_Exercise goal_:
Below are some entries. Reproduce them word for word.

_Data for processing_:
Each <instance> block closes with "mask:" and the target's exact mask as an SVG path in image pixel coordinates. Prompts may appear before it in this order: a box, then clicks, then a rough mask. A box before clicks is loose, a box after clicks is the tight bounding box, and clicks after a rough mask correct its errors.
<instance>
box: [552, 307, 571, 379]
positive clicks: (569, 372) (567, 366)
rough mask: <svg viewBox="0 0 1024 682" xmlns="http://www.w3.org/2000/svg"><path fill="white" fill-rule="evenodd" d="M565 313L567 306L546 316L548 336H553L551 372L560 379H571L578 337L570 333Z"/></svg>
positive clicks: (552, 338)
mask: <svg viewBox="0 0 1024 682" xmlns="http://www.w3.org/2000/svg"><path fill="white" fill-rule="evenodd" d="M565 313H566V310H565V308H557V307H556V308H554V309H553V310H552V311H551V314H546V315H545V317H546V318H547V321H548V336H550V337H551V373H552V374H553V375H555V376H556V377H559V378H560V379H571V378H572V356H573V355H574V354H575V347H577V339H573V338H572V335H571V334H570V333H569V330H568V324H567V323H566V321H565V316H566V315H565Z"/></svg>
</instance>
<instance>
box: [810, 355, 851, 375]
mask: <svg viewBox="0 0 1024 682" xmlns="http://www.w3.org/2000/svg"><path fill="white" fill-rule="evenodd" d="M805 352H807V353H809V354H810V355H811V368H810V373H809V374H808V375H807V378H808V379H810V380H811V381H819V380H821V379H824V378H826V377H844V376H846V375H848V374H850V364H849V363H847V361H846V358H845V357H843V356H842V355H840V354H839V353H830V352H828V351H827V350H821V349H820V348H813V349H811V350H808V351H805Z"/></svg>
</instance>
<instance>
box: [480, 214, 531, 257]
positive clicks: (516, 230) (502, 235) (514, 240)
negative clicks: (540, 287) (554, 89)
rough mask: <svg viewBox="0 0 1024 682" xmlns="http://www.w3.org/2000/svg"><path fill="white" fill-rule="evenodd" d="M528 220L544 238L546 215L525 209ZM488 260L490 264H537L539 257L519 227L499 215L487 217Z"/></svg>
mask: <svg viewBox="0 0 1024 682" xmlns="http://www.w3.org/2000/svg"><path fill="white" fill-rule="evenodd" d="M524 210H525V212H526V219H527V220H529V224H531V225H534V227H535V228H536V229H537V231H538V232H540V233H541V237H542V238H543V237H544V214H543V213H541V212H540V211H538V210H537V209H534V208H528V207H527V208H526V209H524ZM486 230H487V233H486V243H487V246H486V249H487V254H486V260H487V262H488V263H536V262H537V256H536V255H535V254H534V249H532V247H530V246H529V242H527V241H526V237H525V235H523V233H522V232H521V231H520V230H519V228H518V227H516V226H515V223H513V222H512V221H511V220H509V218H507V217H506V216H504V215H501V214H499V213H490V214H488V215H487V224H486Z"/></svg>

_Task output_:
Each <instance> block closes with "mask:" and the target's exact mask as an SVG path in image pixel coordinates. Prompts may appear before it in this order: a box, then clicks, then a rough mask. A box before clicks is loose, a box after clicks is the tight bounding box, and clicks after a rough mask correct its errors.
<instance>
box: [552, 307, 571, 379]
positive clicks: (569, 372) (567, 366)
rough mask: <svg viewBox="0 0 1024 682" xmlns="http://www.w3.org/2000/svg"><path fill="white" fill-rule="evenodd" d="M565 313L567 306L546 316L548 336H553L551 372L560 379H571L578 337L570 333Z"/></svg>
positive clicks: (552, 338)
mask: <svg viewBox="0 0 1024 682" xmlns="http://www.w3.org/2000/svg"><path fill="white" fill-rule="evenodd" d="M565 313H566V310H565V308H557V307H556V308H554V309H553V310H552V311H551V314H546V315H545V317H546V318H547V321H548V336H550V337H551V373H552V374H553V375H555V376H556V377H559V378H560V379H571V378H572V356H573V355H574V354H575V347H577V339H573V338H572V335H571V334H570V333H569V330H568V324H567V323H566V321H565V316H566V315H565Z"/></svg>
</instance>
<instance>
box: [810, 355, 851, 375]
mask: <svg viewBox="0 0 1024 682" xmlns="http://www.w3.org/2000/svg"><path fill="white" fill-rule="evenodd" d="M805 352H807V353H809V354H810V355H811V368H810V373H809V374H808V375H807V378H808V379H810V380H811V381H819V380H821V379H824V378H826V377H844V376H846V375H848V374H850V364H849V363H847V361H846V358H845V357H843V356H842V355H840V354H839V353H830V352H828V351H827V350H821V349H820V348H813V349H811V350H808V351H805Z"/></svg>
</instance>
<instance>
box: [480, 214, 531, 257]
positive clicks: (516, 230) (502, 235) (514, 240)
negative clicks: (540, 287) (554, 89)
rough mask: <svg viewBox="0 0 1024 682" xmlns="http://www.w3.org/2000/svg"><path fill="white" fill-rule="evenodd" d="M528 220L544 238L546 215L525 209ZM488 260L490 264H537L539 257L519 227L499 215L487 217Z"/></svg>
mask: <svg viewBox="0 0 1024 682" xmlns="http://www.w3.org/2000/svg"><path fill="white" fill-rule="evenodd" d="M524 210H525V212H526V219H527V220H529V224H531V225H534V227H535V228H536V229H537V231H538V232H540V233H541V237H542V238H543V237H544V214H543V213H541V212H540V211H538V210H537V209H534V208H528V207H527V208H526V209H524ZM486 230H487V233H486V243H487V246H486V249H487V254H486V260H487V262H488V263H536V262H537V256H536V255H535V254H534V249H532V247H530V246H529V242H527V241H526V237H525V235H523V233H522V232H521V231H520V230H519V228H518V227H516V226H515V223H513V222H512V221H511V220H509V218H507V217H506V216H504V215H501V214H499V213H490V214H488V215H487V224H486Z"/></svg>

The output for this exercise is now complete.